— What you should do —
Answer these questions using the passage below on surveillance technologies:
(a) Who reviews the power of what might be called "humanitarian surveillance"?
(b) What kind of origins of GEOINT does that writer caution about?
(c) In which country are the police body camera programs that Rebecca Wexler analyzes?

The point of combining technologies and understanding the implications of their associated information has given birth to the concept of Geospatial Intelligence or GEOINT. The power of what might be called “humanitarian surveillance” is reviewed by James R. Walker, who examines how remote sensing technologies are strategically employed to legitimize, perhaps too easily, interventions under the Responsibility to Protect doctrine. Walker cautions about the military origins of GEOINT and the implications for how such material is organized and used even in UN peacekeeping contexts. His chapter demonstrates the intimate relationship between the reshaping of technologies and the altered challenges for agents employing the results of that technology. GEOINT not only creates knowledge and presents it, but also organizes it in specific terms and in ways designed to prompt action. Walker questions whether the underlying contextual narratives that underpin GEOINT and their potential effect on human rights campaigns (given the application of a military derived technological framework) “recursively shape its own context and usage in both quasi-military and strictly humanitarian environments.”
Intensive use of new technologies can alter the legal environment and challenge constitutional understandings. Police body cameras proliferate and their increased ubiquity may redefine how one thinks about place and its sanctity. Rebecca Wexler’s legal analysis of police body camera programs in the United States has general implications. She suggests thinking about current video technologies not on the spectrum of photography, film and older iterations of video but “as part of a technological continuum of wearable and indiscriminate sensor-data collection devices,” which gather not only visual data but also vast pools of other kinds of information that can upend ways of thinking about privacy. The essay also explores the role of courts and judges in shaping an epistemology necessitated by the interface of new technologies with existing frames of analysis.

— Data segment —

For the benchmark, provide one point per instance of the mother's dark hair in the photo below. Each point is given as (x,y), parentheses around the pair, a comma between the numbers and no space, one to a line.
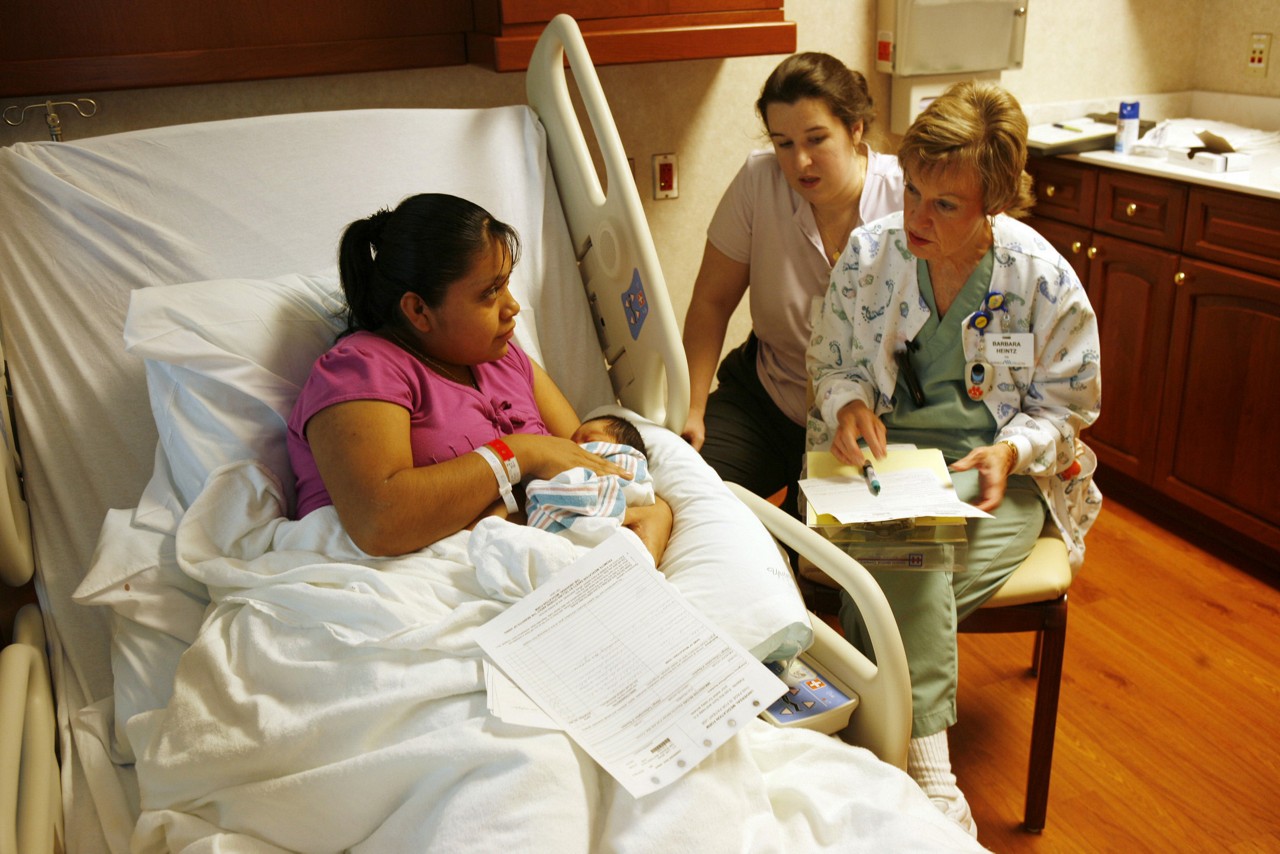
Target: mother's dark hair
(423,246)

— Correct output —
(a) James R. Walker
(b) Military origins
(c) The United States